CO Les Ulis
- Full name: Club Omnisports des Ulis
- Founded: 1977
- Ground: Stade Jean-Marc Salinier Les Ulis
- Capacity: 2,000
- Chairman: Marc Le Prunnenec
- Manager: Aziz Benaaddane
- League: Régional 1 Paris-Île-de-France
- 2022–23: National 3 Group L, 10th (relegated)
- Website: http://www.uliscofootball.fr
| Home colours | Away colours |

= CO Les Ulis =

French football club

Le Club Omnisports des Ulis is a French association football club based in Les Ulis, Essonne, founded in 1977. As of the 2023–24 season, they play in Régional 1, the sixth tier of the French football league system, following relegation at the end of the 2022–23 Championnat National 3 season. They play at the Stade Salinier, named after Jean-Marc Salinier, a local politician from the area, in Les Ulis. CO Les Ulis is primarily known for being the club where France national team members Patrice Evra and Thierry Henry began their careers. The club has also developed emerging youth prospects, such as Anthony Martial, Yaya Sanogo, Sega Keita, and Willy Kambwala.

[EXERCISE TASKS]
A - Which tier of the French football league system does the CO Les Ulis profile give for Régional 1?
B - Carry the CO Les Ulis profile forward from its last sentence.
The records that come next are from a separate source and have no connection to the CO Les Ulis profile.

[LISTING]
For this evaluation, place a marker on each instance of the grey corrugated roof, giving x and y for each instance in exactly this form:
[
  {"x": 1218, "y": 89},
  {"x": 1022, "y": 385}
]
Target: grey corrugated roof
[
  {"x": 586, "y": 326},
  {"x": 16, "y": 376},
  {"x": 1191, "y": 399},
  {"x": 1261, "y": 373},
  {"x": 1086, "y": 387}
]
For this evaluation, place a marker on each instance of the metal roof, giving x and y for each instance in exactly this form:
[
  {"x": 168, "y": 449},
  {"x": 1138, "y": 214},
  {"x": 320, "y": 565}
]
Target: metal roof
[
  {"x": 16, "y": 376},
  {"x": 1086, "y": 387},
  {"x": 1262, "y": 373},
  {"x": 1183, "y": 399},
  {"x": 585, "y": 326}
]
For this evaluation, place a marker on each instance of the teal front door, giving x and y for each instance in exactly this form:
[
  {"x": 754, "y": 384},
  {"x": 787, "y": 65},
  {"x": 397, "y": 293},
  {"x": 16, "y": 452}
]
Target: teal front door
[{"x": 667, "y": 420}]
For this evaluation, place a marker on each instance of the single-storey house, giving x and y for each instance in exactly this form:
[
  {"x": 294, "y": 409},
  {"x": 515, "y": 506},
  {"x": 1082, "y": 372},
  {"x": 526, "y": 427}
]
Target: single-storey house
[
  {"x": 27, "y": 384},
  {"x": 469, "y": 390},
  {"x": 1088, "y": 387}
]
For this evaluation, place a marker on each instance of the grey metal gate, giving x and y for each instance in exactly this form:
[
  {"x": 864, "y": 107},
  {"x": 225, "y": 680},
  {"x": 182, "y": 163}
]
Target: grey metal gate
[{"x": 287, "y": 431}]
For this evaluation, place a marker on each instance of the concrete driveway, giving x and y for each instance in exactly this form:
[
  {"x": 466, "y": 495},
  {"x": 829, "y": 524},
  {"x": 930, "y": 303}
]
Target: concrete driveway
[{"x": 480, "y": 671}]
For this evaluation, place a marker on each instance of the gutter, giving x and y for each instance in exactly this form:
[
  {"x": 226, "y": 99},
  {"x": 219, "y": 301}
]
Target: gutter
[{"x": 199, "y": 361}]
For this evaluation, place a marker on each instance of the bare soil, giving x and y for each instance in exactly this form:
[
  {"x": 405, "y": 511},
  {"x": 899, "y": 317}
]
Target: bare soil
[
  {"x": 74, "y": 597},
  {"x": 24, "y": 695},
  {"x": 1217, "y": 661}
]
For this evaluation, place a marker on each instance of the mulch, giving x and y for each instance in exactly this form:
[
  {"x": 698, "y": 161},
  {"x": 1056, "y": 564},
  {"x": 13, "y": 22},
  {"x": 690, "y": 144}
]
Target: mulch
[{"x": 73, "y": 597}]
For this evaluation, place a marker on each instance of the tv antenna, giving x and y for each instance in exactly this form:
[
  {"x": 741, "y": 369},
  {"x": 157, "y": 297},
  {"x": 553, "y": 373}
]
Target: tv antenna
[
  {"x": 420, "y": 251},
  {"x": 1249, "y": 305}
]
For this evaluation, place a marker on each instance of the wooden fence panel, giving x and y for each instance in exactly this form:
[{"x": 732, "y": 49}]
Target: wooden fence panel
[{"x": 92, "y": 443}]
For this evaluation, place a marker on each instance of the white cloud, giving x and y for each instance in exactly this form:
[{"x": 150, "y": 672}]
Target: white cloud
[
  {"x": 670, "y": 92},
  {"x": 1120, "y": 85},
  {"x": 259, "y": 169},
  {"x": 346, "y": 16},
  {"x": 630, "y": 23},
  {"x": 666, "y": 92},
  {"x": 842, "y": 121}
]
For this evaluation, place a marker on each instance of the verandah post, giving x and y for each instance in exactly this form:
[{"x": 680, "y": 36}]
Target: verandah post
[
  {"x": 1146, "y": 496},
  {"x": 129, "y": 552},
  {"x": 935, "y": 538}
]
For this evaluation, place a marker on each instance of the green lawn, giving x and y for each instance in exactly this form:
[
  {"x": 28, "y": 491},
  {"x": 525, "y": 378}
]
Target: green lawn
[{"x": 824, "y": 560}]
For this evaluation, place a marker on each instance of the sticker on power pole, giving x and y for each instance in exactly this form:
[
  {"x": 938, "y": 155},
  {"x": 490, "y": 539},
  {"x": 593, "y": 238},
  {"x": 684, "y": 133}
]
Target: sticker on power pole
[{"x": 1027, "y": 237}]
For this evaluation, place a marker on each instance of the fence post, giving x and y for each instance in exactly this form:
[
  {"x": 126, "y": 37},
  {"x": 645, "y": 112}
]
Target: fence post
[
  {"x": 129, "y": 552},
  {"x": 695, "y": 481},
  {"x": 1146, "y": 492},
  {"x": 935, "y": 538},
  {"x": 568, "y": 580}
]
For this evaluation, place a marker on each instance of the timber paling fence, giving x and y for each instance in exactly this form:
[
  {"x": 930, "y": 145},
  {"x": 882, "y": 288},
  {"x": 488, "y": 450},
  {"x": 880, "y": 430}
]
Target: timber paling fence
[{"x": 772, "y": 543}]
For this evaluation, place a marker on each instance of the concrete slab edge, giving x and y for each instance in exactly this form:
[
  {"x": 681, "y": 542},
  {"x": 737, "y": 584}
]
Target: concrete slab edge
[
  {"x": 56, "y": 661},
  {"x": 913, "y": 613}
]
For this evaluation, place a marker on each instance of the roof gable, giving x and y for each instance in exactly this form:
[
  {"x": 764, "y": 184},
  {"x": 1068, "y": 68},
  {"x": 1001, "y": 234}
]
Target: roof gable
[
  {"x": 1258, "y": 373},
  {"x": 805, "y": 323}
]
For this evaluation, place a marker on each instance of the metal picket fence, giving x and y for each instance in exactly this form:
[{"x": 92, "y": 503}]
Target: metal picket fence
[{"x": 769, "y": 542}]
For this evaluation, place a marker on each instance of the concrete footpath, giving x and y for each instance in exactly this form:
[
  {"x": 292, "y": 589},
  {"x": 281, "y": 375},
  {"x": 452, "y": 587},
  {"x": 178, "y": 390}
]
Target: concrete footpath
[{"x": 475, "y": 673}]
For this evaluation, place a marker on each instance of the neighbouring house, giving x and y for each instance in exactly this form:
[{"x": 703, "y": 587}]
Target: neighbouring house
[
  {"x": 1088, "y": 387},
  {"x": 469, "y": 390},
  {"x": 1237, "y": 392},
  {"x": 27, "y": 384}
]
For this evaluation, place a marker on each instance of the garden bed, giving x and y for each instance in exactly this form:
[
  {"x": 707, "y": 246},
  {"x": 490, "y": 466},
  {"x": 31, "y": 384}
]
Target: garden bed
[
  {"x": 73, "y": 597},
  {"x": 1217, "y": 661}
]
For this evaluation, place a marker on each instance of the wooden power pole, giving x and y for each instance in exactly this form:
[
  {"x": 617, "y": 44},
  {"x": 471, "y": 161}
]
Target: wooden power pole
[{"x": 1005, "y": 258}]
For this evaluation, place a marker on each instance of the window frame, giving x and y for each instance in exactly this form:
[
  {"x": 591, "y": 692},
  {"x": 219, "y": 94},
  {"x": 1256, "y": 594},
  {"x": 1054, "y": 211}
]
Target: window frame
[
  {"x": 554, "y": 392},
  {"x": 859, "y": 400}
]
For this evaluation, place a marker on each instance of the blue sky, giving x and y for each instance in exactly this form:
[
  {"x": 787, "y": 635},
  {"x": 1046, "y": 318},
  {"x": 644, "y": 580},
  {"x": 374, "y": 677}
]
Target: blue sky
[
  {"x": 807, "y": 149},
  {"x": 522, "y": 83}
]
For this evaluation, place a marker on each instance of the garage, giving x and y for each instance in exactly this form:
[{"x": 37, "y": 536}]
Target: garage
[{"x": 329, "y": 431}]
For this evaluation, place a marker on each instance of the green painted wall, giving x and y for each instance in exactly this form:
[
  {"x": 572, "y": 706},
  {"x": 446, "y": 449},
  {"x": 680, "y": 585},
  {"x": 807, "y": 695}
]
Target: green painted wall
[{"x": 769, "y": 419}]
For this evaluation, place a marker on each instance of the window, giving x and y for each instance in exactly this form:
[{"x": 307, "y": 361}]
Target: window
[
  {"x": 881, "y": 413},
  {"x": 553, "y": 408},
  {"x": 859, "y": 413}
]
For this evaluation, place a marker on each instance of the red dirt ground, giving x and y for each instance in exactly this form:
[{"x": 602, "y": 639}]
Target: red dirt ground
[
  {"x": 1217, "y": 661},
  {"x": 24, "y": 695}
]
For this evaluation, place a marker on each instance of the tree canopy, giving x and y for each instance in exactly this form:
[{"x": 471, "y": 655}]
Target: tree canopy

[EXPECTED OUTPUTS]
A - The sixth tier.

B -
==History==
CO Les Ulis was formed relatively late, primarily due to the commune of Les Ulis also coming into existence late. Both the city and the club formed in 1977 with the commune coming into existence in February and the club being formed in May. After only 8 years of existence, the club had already developed eight sections of sport, which had over 1,000 members associated with football being the most popular in the club. By 2005, these numbers rose to over 36 sections of sport with 3,600 members.

CO Les Ulis honours are minimal with the club slowly ascending the French football league system since achieving promotion from the Division d'Excellence during the 1994–95 season. The club is currently playing in the Division Honneur of the Île-de-France region after achieving promotion from the Division Supérieure Régionale during the 2009–10 season.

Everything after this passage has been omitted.